## Begin Document passage

Skip to content

Compressing an Inverted Index

MygramDB's index crossed 1GB. After ingesting a million Wikipedia articles, the n-gram inverted index was eating more memory than I expected.

What is an inverted index?

Think of the index at the back of a book. "Tokyo" → p.12, p.45, p.198 — a mapping from a word to the pages where it appears. An inverted index is the same idea. "Tokyo" → [doc 1, doc 5, doc 42, doc 1003] — a mapping from a term to the IDs of documents containing it. It's called "inverted" because it reverses the natural direction: instead of document → words, it maps word → documents. This is the core data structure behind full-text search. Elasticsearch, Solr, MySQL's FULLTEXT index — virtually every system with search capability depends on it.

At search time, you look up the posting list (the list of IDs) for each term. Searching for "Tokyo Tower" means finding document IDs that appear in both the "Tokyo" list and the "Tower" list — an intersection. Simple structure. The problem is size.

What is an n-gram?

A fragment produced by sliding a window of N characters across the text. "Tokyo" becomes "To", "ok", "ky", "yo" as 2-grams (bigrams). No dictionary needed — works for any language. MygramDB uses 1-grams for kanji (single characters) and 2-grams for ASCII, a hybrid approach.

With a million documents, high-frequency terms — "the" in English, の in Japanese — have posting lists with hundreds of thousands of document IDs. At 4 bytes each (uint32_t), 400,000 entries means 1.6MB. Tens of thousands of such lists exist. Store them as plain arrays and memory grows without bound.

This is a classic problem in full-text search, studied for over 30 years. MygramDB is an in-memory search engine. There's no disk to spill to. Compressing the index in memory is a matter of survival.

## End Document passage

▶ Written problem A: From the records, copy every line from the one containing "Draw the outline of every instance of the blue" through the one containing "M1053 412L1067 410L1067", keeping both of those lines.
The records have no connection to the text about compressing an inverted index.

## Begin Records

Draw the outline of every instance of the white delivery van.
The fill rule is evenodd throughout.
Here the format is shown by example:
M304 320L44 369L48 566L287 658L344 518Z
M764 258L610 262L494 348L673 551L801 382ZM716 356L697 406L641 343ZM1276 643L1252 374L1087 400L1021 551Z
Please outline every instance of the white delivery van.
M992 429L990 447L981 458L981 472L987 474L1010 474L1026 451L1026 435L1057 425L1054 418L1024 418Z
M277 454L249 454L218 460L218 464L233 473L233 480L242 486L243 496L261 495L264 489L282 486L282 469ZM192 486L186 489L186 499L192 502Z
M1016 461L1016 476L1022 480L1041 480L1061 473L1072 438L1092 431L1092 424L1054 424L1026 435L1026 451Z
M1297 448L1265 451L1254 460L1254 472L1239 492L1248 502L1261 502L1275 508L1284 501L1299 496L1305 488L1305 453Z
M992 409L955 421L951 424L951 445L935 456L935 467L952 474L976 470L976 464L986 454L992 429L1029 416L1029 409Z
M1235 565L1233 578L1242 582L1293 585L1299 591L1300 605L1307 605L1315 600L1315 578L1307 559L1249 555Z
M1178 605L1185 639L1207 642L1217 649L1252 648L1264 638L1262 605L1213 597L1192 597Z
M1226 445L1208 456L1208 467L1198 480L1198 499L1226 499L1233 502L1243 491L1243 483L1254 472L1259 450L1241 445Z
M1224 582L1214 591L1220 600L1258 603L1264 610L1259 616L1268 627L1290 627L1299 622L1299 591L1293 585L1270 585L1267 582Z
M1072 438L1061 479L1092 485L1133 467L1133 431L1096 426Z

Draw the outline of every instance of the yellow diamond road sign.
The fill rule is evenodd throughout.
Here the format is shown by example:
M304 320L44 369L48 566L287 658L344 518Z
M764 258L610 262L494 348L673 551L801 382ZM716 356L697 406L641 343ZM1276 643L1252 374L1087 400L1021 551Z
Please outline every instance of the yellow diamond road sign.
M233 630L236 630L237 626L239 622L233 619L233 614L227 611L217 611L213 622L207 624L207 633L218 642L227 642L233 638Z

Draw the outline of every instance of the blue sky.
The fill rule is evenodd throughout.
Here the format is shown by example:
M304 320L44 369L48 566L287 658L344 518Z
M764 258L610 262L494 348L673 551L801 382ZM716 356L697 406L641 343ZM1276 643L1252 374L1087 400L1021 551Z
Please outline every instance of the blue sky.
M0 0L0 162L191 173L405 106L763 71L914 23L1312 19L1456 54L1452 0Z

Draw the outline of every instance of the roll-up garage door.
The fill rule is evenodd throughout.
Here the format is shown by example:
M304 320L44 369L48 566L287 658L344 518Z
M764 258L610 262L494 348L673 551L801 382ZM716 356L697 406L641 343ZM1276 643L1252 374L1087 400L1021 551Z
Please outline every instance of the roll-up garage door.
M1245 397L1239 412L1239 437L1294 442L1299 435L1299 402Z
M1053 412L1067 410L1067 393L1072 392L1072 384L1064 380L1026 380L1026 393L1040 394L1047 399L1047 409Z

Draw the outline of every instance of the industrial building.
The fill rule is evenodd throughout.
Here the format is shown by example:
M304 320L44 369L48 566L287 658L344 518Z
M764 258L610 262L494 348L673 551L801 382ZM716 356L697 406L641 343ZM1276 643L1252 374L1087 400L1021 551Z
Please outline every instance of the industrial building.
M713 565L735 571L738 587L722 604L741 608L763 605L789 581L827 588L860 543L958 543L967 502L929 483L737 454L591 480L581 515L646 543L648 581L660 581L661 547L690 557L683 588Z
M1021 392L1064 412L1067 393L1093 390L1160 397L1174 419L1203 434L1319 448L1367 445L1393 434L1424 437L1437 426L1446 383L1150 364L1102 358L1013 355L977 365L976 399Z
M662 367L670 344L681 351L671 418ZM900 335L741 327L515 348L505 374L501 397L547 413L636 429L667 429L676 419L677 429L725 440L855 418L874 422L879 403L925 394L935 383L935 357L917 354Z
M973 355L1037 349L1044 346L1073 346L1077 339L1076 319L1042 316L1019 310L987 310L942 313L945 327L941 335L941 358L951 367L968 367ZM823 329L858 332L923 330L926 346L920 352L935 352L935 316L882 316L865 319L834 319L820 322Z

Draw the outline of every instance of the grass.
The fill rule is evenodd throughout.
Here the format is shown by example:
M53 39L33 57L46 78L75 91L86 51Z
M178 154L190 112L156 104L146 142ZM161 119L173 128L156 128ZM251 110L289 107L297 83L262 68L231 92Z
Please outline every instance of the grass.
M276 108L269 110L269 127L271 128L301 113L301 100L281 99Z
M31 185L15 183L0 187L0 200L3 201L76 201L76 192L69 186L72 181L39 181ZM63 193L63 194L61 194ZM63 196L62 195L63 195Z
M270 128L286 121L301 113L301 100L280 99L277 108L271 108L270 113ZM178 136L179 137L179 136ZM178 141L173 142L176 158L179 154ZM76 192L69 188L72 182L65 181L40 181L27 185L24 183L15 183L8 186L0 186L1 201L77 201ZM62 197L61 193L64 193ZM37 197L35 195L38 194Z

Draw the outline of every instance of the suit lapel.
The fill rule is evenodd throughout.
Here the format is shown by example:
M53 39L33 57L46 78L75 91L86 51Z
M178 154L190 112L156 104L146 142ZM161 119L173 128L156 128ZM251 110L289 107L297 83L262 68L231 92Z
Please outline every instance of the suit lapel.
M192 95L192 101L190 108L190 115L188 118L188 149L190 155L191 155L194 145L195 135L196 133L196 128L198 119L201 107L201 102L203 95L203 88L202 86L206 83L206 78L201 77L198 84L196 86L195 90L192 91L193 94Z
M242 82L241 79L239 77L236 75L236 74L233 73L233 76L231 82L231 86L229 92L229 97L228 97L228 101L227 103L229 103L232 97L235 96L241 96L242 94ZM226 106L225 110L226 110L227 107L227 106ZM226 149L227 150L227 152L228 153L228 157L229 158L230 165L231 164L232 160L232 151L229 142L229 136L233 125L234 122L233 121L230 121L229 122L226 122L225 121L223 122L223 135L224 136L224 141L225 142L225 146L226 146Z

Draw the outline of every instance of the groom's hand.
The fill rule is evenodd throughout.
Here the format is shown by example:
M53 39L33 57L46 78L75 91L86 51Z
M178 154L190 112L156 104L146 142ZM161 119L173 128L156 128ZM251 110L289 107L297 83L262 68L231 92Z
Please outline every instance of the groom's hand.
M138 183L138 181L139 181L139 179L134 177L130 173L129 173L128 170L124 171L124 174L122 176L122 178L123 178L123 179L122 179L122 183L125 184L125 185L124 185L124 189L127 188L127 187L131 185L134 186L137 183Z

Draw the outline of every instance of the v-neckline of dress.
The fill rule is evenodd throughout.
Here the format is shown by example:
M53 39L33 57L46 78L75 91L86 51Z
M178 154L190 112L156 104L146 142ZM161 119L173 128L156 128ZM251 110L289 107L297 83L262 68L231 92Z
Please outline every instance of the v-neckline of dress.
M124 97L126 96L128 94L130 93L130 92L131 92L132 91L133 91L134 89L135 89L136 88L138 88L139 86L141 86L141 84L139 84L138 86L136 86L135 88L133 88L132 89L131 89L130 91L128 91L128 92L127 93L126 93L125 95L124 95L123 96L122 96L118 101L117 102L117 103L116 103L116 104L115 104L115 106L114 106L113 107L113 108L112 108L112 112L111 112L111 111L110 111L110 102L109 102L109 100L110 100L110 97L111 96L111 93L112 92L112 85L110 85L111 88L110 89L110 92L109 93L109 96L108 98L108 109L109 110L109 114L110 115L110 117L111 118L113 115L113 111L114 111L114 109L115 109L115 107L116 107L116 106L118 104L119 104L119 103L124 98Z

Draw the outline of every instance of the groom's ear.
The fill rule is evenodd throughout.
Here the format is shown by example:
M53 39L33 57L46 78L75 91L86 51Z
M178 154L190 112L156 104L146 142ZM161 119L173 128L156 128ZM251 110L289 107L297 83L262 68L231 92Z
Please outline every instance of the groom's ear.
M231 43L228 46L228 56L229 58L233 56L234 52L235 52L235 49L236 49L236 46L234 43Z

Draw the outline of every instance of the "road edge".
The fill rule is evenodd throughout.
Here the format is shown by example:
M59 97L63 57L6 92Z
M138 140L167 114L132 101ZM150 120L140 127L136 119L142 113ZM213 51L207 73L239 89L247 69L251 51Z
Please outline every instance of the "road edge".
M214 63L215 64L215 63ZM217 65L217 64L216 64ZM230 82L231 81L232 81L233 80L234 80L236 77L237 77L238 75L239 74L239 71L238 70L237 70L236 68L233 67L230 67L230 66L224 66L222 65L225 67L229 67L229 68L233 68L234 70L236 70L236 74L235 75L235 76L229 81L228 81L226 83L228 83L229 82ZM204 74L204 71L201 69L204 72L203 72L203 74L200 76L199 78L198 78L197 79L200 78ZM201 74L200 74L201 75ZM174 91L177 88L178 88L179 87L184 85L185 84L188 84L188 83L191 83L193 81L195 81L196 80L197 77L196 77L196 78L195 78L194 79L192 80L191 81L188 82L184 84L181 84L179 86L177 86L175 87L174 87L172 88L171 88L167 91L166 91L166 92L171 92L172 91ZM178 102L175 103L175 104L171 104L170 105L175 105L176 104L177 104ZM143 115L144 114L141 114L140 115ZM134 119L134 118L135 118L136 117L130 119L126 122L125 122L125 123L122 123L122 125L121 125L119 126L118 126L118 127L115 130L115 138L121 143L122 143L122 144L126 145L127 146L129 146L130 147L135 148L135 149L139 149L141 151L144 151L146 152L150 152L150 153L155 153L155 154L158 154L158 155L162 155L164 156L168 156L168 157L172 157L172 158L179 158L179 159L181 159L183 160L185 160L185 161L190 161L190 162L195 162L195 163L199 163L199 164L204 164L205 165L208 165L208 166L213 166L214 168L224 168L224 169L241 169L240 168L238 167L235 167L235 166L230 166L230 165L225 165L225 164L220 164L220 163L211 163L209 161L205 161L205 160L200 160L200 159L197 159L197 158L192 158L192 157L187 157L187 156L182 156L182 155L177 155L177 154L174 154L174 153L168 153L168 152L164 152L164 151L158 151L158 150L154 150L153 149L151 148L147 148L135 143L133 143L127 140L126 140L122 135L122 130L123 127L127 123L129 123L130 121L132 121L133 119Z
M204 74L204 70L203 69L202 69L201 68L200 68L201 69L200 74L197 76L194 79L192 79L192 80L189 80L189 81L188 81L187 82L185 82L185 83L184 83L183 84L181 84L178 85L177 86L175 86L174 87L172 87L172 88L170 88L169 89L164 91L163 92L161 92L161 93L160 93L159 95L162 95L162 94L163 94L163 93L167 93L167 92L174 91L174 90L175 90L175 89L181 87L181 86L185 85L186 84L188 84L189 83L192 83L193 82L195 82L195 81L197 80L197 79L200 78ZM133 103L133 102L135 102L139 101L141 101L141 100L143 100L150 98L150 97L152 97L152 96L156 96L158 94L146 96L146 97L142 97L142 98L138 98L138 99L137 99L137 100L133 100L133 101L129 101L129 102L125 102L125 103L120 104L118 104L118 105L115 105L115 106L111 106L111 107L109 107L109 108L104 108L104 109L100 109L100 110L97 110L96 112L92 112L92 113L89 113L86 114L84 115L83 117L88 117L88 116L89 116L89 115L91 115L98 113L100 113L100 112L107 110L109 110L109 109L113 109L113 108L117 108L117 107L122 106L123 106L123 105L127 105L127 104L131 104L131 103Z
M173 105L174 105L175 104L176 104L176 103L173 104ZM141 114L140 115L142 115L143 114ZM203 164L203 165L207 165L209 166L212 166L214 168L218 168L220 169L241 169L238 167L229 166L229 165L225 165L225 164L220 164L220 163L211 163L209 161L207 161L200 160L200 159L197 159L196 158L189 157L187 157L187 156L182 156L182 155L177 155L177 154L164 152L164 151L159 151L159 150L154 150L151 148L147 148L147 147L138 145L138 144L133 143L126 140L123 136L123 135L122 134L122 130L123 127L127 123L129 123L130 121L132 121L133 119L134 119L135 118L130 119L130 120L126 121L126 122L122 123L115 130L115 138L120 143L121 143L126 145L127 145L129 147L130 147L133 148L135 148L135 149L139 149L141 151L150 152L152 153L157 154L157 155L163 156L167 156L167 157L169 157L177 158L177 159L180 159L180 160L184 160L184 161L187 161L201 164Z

## End Records

▶ Written problem B: In the text on compressing an inverted index, which n-gram sizes does MygramDB use for kanji and for ASCII?

▶ Reply A:
Draw the outline of every instance of the blue sky.
The fill rule is evenodd throughout.
Here the format is shown by example:
M304 320L44 369L48 566L287 658L344 518Z
M764 258L610 262L494 348L673 551L801 382ZM716 356L697 406L641 343ZM1276 643L1252 374L1087 400L1021 551Z
Please outline every instance of the blue sky.
M0 0L0 162L191 173L405 106L763 71L914 23L1312 19L1456 54L1452 0Z

Draw the outline of every instance of the roll-up garage door.
The fill rule is evenodd throughout.
Here the format is shown by example:
M304 320L44 369L48 566L287 658L344 518Z
M764 258L610 262L494 348L673 551L801 382ZM716 356L697 406L641 343ZM1276 643L1252 374L1087 400L1021 551Z
Please outline every instance of the roll-up garage door.
M1245 397L1239 412L1239 437L1294 442L1299 435L1299 402Z
M1053 412L1067 410L1067 393L1072 392L1072 384L1064 380L1026 380L1026 393L1040 394L1047 399L1047 409Z

▶ Reply B: It uses 1-grams for kanji and 2-grams for ASCII.